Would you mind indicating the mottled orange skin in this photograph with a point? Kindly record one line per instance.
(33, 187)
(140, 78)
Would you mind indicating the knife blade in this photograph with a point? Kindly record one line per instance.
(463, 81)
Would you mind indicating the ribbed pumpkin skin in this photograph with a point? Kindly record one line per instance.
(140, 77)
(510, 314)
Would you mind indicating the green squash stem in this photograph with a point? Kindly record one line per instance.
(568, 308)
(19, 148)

...

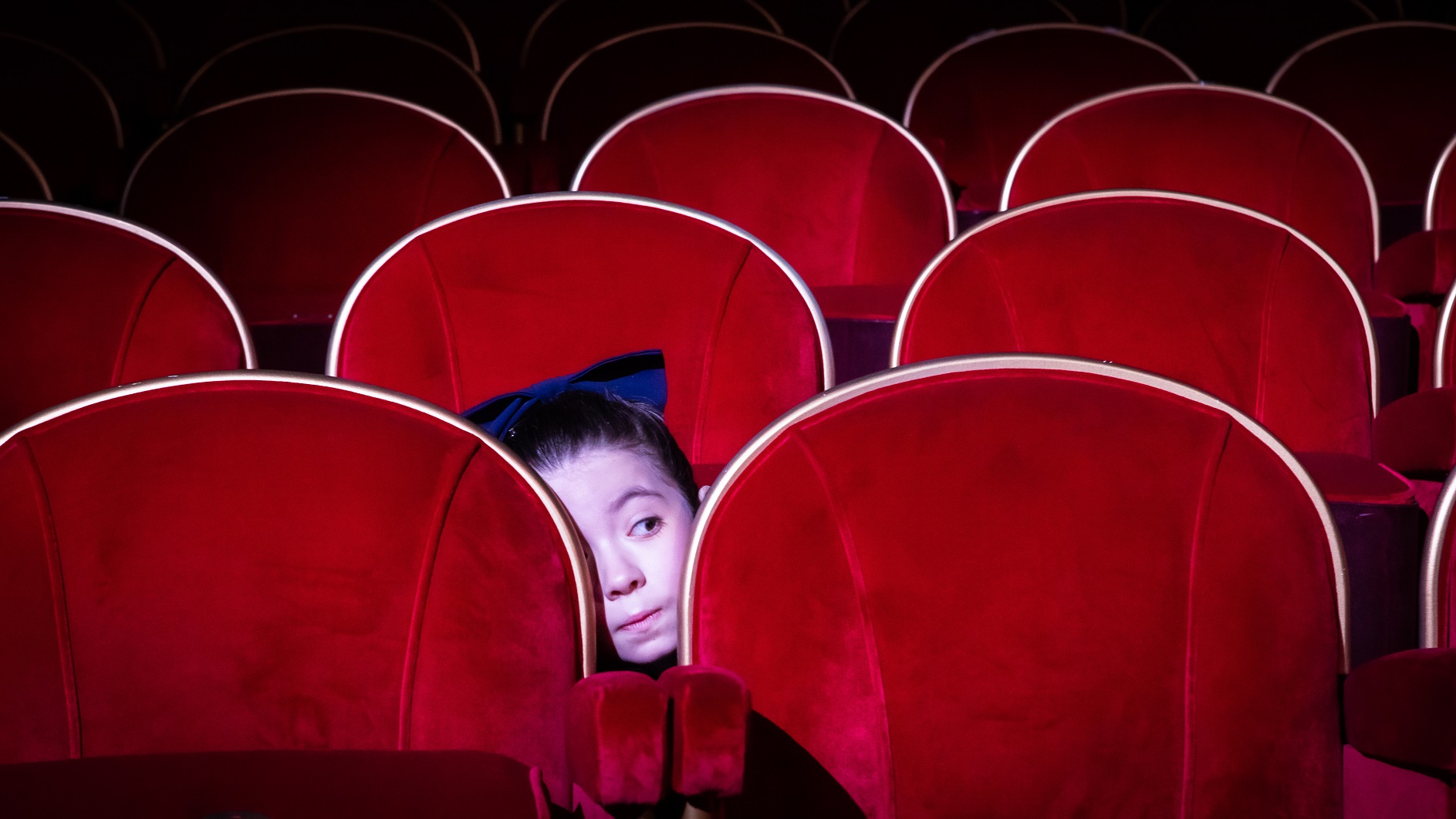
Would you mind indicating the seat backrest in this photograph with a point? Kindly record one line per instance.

◆ PROBLEM TO SOLVE: Display each line above that contains the word "skin".

◆ RESULT FOR THIS TASK:
Would you mind indicating the mottled orange skin in this photograph with a point? Kindly record one line per instance.
Would you mind indicating the ribbed pumpkin skin in this photograph with a point? Kindly record one line per instance.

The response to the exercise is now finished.